--- What the task asks ---
Retype all of the rows below word for word, leaving the pictures out of your answer.

Data taken from a collection:
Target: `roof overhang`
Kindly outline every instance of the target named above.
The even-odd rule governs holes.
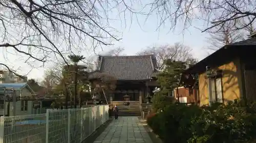
[[[217,50],[193,66],[186,70],[183,74],[202,73],[206,67],[214,68],[230,62],[238,57],[253,56],[256,52],[256,45],[227,45]]]
[[[29,85],[29,84],[26,83],[25,84],[23,87],[21,87],[19,90],[22,90],[24,88],[27,88],[32,93],[32,94],[35,94],[35,92],[33,90],[33,89],[30,87],[30,86]],[[17,90],[17,89],[14,89],[14,90]]]

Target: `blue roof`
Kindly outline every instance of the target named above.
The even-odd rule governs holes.
[[[14,88],[14,89],[20,89],[26,86],[27,82],[22,83],[0,83],[0,87],[5,87],[6,88]]]

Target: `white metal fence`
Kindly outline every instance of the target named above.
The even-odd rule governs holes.
[[[108,105],[1,117],[0,143],[80,143],[108,119]]]

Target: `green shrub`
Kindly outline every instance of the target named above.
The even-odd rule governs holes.
[[[148,120],[168,143],[248,143],[256,136],[255,104],[239,102],[211,107],[170,104]]]
[[[152,98],[152,107],[155,112],[158,112],[175,102],[176,99],[173,97],[157,94]]]

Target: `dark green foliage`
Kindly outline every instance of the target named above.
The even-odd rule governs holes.
[[[176,102],[176,99],[173,97],[163,96],[157,93],[152,98],[152,105],[155,112],[163,110],[169,105]]]
[[[181,61],[165,61],[165,68],[157,76],[161,86],[161,93],[166,94],[179,87],[180,74],[186,68],[186,63]]]
[[[165,143],[253,142],[254,105],[239,102],[200,107],[173,104],[148,119],[147,123]]]

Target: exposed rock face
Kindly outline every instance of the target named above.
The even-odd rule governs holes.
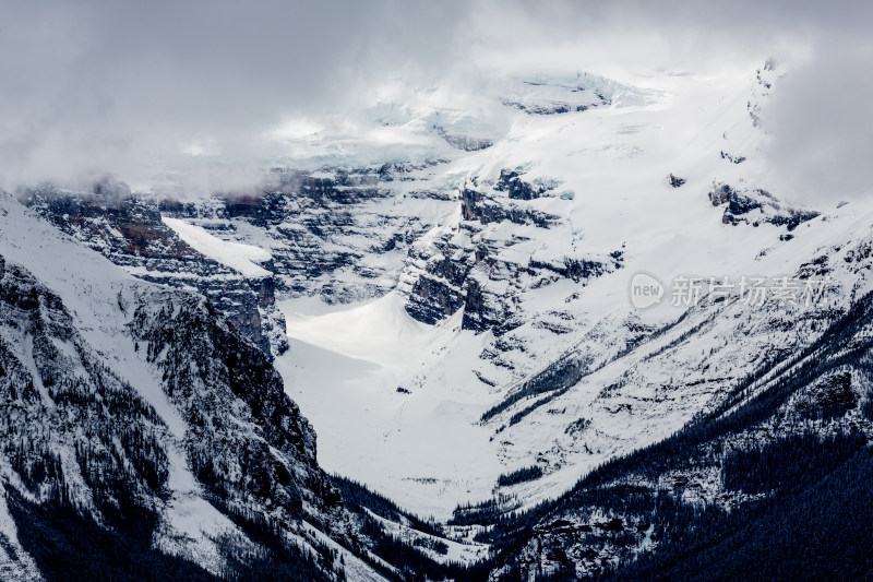
[[[721,223],[734,226],[741,223],[752,226],[769,223],[793,230],[798,225],[820,215],[815,211],[787,206],[766,190],[737,190],[727,183],[716,186],[709,192],[709,201],[714,206],[723,205]]]
[[[463,150],[465,152],[478,152],[494,145],[494,142],[487,138],[473,138],[469,135],[462,135],[458,133],[450,133],[443,127],[438,127],[436,133],[445,140],[449,145]]]
[[[495,181],[473,178],[459,190],[461,221],[428,245],[414,247],[406,275],[412,280],[406,309],[414,318],[435,323],[463,308],[463,329],[502,335],[523,323],[519,306],[530,288],[557,278],[584,285],[621,268],[621,251],[519,260],[514,247],[530,242],[534,231],[562,223],[537,207],[540,199],[557,198],[554,183],[523,176],[521,169],[504,168]],[[493,186],[482,187],[487,185]],[[505,230],[492,229],[504,222],[534,231],[507,239]]]
[[[301,520],[340,541],[348,535],[339,495],[315,461],[312,427],[266,356],[211,304],[150,285],[120,287],[116,316],[128,323],[116,333],[127,337],[107,354],[23,268],[4,268],[0,289],[8,488],[74,508],[123,535],[160,523],[171,531],[178,475],[190,467],[213,504],[240,523],[240,539],[256,523],[292,531]],[[124,343],[139,352],[143,369],[151,367],[163,395],[147,400],[143,384],[152,380],[137,377],[134,388],[117,371],[133,365],[120,364],[131,355]],[[159,404],[164,399],[170,409]],[[239,543],[238,549],[251,544]],[[184,551],[184,542],[176,544],[165,542]]]
[[[275,282],[246,277],[199,253],[160,219],[158,205],[143,197],[71,192],[50,186],[21,193],[32,209],[140,278],[193,287],[265,354],[287,349],[285,321],[275,309]],[[244,203],[240,203],[244,206]]]
[[[165,200],[160,212],[218,238],[268,249],[273,262],[265,266],[284,296],[348,302],[392,289],[408,245],[432,226],[403,200],[451,204],[438,192],[416,190],[428,170],[427,165],[316,174],[274,169],[256,194],[199,203]]]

--- Solution to the exercise ---
Target: `roof overhang`
Kindly outline every instance of the target named above.
The even-odd rule governs holes.
[[[217,50],[193,66],[186,70],[183,74],[202,73],[206,67],[214,68],[230,62],[238,57],[253,56],[256,52],[256,45],[227,45]]]
[[[29,85],[29,84],[26,83],[25,84],[23,87],[21,87],[19,90],[22,90],[24,88],[27,88],[32,93],[32,94],[35,94],[35,92],[33,90],[33,89],[30,87],[30,86]],[[17,90],[17,89],[14,89],[14,90]]]

Target: `blue roof`
Kindly outline every instance of the target named above.
The even-odd rule governs holes.
[[[14,88],[14,89],[20,89],[26,86],[27,82],[22,83],[0,83],[0,87],[5,87],[6,88]]]

Target: `white metal fence`
Kindly outline every instance of the target named above.
The even-odd rule governs holes.
[[[108,105],[1,117],[0,143],[80,143],[108,119]]]

Target: `green shrub`
Kindly outline every instance of the target named above.
The even-odd rule governs holes.
[[[148,120],[168,143],[248,143],[256,136],[255,104],[239,102],[211,107],[170,104]]]
[[[152,98],[152,107],[155,112],[158,112],[175,102],[176,99],[173,97],[157,94]]]

Target: `dark green foliage`
Kindly outline every instance of the target named above.
The even-odd rule governs holes.
[[[176,102],[176,99],[173,97],[163,96],[157,93],[152,98],[152,105],[155,112],[163,110],[169,105]]]
[[[181,61],[165,61],[165,68],[157,76],[161,86],[161,93],[166,94],[179,87],[180,74],[186,68],[186,63]]]
[[[165,143],[253,142],[254,105],[239,102],[200,107],[173,104],[148,119],[147,123]]]

Target: exposed rock face
Kindly outline every instance of the target named above.
The even-odd rule governs holes.
[[[721,223],[734,226],[741,223],[752,226],[769,223],[793,230],[798,225],[820,215],[815,211],[787,206],[766,190],[737,190],[727,183],[716,186],[709,192],[709,201],[714,206],[723,205]]]
[[[463,150],[465,152],[478,152],[494,145],[494,142],[487,138],[473,138],[469,135],[462,135],[458,133],[450,133],[443,127],[438,127],[436,133],[445,140],[449,145]]]
[[[495,181],[473,178],[459,190],[461,221],[428,245],[414,247],[406,275],[412,280],[406,309],[414,318],[435,323],[463,308],[463,329],[502,335],[523,323],[519,306],[530,288],[557,278],[584,285],[621,268],[621,251],[519,260],[514,247],[530,242],[534,231],[562,223],[537,207],[540,199],[557,198],[554,183],[523,176],[521,169],[504,168]],[[493,186],[482,187],[487,185]],[[505,230],[492,229],[504,222],[534,231],[507,239]]]
[[[301,520],[340,541],[348,535],[339,495],[315,461],[312,427],[266,356],[211,304],[150,285],[120,287],[116,316],[128,323],[116,333],[127,337],[107,354],[23,268],[4,268],[0,289],[8,488],[74,508],[123,535],[160,523],[171,531],[178,475],[190,467],[213,504],[240,523],[240,539],[256,523],[292,531]],[[124,343],[139,352],[143,369],[151,367],[163,395],[147,400],[143,384],[152,380],[137,377],[134,388],[117,371],[133,365],[120,364],[131,355]],[[159,404],[164,399],[170,409]],[[239,543],[238,549],[251,544]],[[184,551],[184,542],[176,544],[165,542]]]
[[[275,282],[246,277],[199,253],[160,219],[158,205],[143,197],[71,192],[50,186],[21,193],[32,209],[140,278],[193,287],[265,354],[287,349],[285,321],[275,309]],[[244,203],[240,203],[244,206]]]
[[[165,200],[160,212],[218,238],[268,249],[273,262],[265,266],[284,296],[348,302],[392,289],[408,245],[432,226],[403,200],[451,204],[438,192],[416,190],[428,170],[427,165],[316,174],[274,169],[256,194],[199,203]]]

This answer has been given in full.